Fragmento del documento |
__________________________________________________
Eso en cuanto a los aparatos, así que en cuanto a las antenas ni te digo.
Muy buena pinta la de esa torre, yo llevo años sin subir a ninguna,ni volveré a subir.
Me imagino que no estas en España ¿No?, aqui no se pueden montar esas torres sin que venga la policia en unas horas.
Por cierto mis dipolos son circulares pues estoy en ciudad,los tuyos son match.
En cuanto a lo del cable mira la tabla que hay algo mas arriba es extraordinaria.El cable que dices es de 73 ohm, no de 75.
Saludos.


----------



## GustyArte (Oct 28, 2009)

> Por cierto, la separación entre los dipolos segun éste grafico es de 3/4 de onda, lo que equivale en mi caso a 2'09 m.
> He encontrado otro planteamiento que utiliza para obtener la separacion entre dipolos la siguiente formula: 282/ frecuencia de emisión,en mi caso, 107.4 Lo cual me da un resultado de 2'62 m de separación
> ¿Cual es la que me sirve, o que es lo que no estoy haciendo bien?


Mira, las grandes marcas, la mayoría, se calcula a 3/4 de onda la separación entre dipolos, es para un correcto enfase.
Cuando utilizan otras separaciones, lo que sucede es que se altera el lóbulo de radiación, pudiendo causar "sombras" en tu cobertura.

Yo con 4 circulares uso 3/4 de separación, quedate tranquilo que asi se usa en la mayoría de los casos


----------



## diego_z (Nov 6, 2009)

GustyArte dijo:


> Te adjunto uno, es para BLF278, pero va perfectamente para un BLF177.
> Ver el archivo adjunto 24076
> 
> 
> Saludos


hola vecino esto serviria para dos transistores de 20 w?con 40 en este pueblito soy gardel jaja, o donde consigo tr de mas potencia por ej el BLF278,


----------



## wahuala (Nov 6, 2009)

hola quisiera saber como es el calculo para el sumador para 300 w + 300w 
ya que tengo una fm de 300 y quiero sumarle uno mas de 300
               gracias...


----------



## GustyArte (Nov 7, 2009)

diego_z dijo:


> hola vecino esto serviria para dos transistores de 20 w?con 40 en este pueblito soy gardel jaja, o donde consigo tr de mas potencia por ej el  BLF278,


Si tenes los dos modulos de 20 watts ya armados, si te sirve perfectamente, pero si vas a comprar, no te conviene, es preferible comprar un transistor para 40w que dos de 20.
__________________________________________________
Objetivo a | Imprima sin ningún cambio, dentro de los registros, el tramo que va desde la línea que contiene "# Provide the mask of every instance of the chin." hasta la línea que contiene "--target=chin", ambas incluidas.
El fragmento y los registros son materiales independientes entre sí.
__________________________________________________
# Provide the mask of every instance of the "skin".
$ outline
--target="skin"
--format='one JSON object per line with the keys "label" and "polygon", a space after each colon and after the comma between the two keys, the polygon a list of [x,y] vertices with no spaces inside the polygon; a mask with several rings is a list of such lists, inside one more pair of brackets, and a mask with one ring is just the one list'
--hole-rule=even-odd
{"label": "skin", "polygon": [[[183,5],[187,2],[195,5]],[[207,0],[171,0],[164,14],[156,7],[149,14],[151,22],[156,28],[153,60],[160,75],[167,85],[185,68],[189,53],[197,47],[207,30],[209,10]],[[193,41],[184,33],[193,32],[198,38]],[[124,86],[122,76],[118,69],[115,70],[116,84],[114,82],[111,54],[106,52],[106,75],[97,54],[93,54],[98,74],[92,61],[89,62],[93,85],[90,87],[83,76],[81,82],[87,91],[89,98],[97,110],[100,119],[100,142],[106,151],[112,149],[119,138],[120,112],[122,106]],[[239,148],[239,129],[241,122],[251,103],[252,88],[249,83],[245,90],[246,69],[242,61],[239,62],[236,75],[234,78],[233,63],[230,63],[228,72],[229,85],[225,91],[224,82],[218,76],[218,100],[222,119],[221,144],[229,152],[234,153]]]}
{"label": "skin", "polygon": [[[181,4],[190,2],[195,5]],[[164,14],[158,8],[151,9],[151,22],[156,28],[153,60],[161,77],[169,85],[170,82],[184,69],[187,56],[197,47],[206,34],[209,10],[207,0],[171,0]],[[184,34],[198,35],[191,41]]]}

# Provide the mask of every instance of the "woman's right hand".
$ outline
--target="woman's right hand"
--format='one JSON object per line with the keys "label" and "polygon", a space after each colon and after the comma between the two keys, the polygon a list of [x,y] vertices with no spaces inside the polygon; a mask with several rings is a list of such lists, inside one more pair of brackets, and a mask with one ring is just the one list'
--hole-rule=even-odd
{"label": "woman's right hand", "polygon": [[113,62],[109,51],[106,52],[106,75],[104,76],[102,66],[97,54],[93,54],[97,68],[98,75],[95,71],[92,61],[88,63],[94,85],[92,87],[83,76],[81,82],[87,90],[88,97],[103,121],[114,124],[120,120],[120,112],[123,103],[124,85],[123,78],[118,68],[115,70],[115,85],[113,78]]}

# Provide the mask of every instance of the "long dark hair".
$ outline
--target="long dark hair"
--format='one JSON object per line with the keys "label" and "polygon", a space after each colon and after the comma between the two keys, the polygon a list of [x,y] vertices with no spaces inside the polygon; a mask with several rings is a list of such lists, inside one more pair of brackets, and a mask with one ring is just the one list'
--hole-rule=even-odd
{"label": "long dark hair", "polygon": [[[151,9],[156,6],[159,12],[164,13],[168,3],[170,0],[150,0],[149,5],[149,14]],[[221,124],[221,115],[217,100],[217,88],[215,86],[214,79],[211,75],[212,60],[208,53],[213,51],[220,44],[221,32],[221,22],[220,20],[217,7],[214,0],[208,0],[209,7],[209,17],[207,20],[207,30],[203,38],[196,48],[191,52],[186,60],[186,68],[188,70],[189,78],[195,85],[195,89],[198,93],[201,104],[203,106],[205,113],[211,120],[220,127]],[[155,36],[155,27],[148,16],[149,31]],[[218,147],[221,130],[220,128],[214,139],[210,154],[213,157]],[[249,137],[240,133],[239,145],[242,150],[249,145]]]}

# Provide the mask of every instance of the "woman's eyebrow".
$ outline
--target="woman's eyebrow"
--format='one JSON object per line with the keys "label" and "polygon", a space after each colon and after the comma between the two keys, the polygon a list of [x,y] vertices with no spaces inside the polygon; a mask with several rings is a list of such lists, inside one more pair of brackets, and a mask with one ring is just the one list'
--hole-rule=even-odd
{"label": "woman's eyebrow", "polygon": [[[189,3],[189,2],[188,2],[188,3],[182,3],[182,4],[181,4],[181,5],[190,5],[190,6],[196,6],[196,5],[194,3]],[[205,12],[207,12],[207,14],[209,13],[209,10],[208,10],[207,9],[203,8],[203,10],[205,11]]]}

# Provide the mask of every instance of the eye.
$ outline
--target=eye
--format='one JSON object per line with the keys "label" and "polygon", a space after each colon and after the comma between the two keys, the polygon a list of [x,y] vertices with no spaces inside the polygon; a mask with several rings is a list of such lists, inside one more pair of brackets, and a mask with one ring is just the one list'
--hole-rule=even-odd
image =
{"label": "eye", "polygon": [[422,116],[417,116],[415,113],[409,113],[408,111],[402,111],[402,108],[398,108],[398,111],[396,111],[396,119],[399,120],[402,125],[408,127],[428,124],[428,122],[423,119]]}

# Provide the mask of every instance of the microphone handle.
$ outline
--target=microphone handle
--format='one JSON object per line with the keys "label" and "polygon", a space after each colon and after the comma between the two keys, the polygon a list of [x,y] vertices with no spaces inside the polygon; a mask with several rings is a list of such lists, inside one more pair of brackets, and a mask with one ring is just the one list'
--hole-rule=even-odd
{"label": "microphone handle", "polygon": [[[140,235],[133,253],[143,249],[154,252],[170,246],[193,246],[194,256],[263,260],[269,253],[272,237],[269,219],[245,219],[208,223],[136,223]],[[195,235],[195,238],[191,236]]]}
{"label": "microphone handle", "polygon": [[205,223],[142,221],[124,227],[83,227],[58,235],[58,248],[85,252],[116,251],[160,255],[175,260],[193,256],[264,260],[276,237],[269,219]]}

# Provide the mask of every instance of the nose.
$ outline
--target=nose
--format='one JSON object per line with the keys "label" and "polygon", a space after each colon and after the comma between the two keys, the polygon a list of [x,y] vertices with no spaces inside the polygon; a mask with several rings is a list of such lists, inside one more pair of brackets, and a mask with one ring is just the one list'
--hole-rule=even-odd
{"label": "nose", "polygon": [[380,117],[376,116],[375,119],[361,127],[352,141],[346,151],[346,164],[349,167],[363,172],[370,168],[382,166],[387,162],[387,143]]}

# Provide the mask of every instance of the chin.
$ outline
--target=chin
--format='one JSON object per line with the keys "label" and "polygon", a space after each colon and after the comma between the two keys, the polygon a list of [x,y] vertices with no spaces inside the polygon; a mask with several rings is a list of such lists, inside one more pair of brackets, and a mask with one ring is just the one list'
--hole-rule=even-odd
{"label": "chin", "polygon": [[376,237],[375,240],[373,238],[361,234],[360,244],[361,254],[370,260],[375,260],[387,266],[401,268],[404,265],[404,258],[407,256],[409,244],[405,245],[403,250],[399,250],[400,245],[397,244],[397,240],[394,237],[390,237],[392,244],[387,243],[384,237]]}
__________________________________________________
Objetivo b | Según el fragmento, ¿a qué fracción de onda calcula la mayoría de las grandes marcas la separación entre dipolos?

Salida completa a |
# Provide the mask of every instance of the chin.
$ outline
--target=chin

Salida completa b | A 3/4 de onda.